▸ BRANO FORNITO
══════

Che trailer interessante

Il regista polacco Patryk Vega ha pubblicato il primo trailer del proprio thriller politico in lingua inglese «Putin»:

Il trailer fa una impressione un po’ strana (ehm, sì, strana), ma, nonostante tutto, per ora direi che cercherò di vedere il film…


L’ipotesi dell’arresto

La Russia ha fatto intendere che l’eventuale arresto in Sudafrica di Putin in caso della sua partecipazione al vertice del BRICS (in agosto) equivarrebbe a una dichiarazione di guerra. Lo ha dichiarato il presidente sudafricano Cyril Ramaphosa nella sua testimonianza scritta in tribunale, citata dal media locale Independent Online. Ramaphosa ha inoltre dichiarato di aver avviato le consultazioni in materia con la Corte penale internazionale.

══════

▸ MATERIALE FORNITO
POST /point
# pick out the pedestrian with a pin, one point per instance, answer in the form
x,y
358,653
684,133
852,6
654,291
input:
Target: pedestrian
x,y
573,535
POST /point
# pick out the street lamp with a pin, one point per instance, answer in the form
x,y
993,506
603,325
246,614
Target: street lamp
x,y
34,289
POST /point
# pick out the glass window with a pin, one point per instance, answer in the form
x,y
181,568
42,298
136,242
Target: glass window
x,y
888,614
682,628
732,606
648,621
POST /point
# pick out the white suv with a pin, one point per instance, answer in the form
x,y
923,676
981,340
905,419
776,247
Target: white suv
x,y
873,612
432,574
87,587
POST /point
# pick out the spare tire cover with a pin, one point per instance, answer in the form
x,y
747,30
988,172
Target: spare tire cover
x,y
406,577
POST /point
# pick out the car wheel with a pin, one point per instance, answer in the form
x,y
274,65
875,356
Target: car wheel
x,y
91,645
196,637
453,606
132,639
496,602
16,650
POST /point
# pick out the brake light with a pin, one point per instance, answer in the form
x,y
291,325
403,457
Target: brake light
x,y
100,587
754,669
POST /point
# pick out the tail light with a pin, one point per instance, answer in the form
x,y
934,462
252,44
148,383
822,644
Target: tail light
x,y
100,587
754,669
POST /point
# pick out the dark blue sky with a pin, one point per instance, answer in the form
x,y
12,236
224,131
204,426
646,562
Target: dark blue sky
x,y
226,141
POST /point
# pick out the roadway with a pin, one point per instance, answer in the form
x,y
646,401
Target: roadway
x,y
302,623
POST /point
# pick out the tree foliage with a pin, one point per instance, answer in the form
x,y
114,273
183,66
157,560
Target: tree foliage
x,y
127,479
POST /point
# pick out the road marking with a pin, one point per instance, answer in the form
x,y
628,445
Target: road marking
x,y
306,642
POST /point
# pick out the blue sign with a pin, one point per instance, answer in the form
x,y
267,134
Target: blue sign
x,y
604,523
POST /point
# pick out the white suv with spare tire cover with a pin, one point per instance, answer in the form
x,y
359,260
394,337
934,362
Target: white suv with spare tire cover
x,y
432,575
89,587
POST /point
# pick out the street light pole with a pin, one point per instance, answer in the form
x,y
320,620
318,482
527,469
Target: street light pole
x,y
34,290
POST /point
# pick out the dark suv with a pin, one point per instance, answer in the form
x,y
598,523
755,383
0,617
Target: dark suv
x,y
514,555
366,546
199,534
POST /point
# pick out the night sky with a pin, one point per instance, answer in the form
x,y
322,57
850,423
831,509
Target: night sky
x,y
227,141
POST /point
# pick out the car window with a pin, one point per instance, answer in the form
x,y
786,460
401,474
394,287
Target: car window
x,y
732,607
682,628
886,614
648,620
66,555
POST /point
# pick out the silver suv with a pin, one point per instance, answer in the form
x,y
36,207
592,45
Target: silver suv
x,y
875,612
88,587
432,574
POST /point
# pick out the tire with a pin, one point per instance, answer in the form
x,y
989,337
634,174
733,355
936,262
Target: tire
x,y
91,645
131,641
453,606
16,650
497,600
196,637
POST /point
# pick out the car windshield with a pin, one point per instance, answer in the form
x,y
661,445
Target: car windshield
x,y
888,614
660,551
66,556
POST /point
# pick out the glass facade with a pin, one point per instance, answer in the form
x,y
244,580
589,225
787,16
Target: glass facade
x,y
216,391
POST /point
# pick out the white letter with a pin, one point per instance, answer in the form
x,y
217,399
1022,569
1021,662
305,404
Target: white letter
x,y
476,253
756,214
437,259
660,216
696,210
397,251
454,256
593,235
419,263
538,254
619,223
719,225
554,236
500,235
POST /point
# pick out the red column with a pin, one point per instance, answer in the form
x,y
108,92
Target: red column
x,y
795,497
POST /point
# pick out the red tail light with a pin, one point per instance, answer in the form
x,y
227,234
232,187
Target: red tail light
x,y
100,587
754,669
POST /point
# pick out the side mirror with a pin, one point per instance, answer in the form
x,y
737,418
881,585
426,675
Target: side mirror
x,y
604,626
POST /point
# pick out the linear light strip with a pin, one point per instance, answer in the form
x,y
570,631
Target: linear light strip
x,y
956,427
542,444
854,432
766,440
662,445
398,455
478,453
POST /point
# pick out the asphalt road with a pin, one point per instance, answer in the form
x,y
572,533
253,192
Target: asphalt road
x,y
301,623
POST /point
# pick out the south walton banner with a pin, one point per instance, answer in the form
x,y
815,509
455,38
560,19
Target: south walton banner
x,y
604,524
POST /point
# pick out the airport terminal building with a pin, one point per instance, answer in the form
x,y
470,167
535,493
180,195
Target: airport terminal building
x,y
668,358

══════

▸ COMPITO ASSEGNATO
Riporta per intero il brano fornito, senza cambiare nemmeno una parola.

▸ RISULTATO
Che trailer interessante

Il regista polacco Patryk Vega ha pubblicato il primo trailer del proprio thriller politico in lingua inglese «Putin»:

Il trailer fa una impressione un po’ strana (ehm, sì, strana), ma, nonostante tutto, per ora direi che cercherò di vedere il film…


L’ipotesi dell’arresto

La Russia ha fatto intendere che l’eventuale arresto in Sudafrica di Putin in caso della sua partecipazione al vertice del BRICS (in agosto) equivarrebbe a una dichiarazione di guerra. Lo ha dichiarato il presidente sudafricano Cyril Ramaphosa nella sua testimonianza scritta in tribunale, citata dal media locale Independent Online. Ramaphosa ha inoltre dichiarato di aver avviato le consultazioni in materia con la Corte penale internazionale.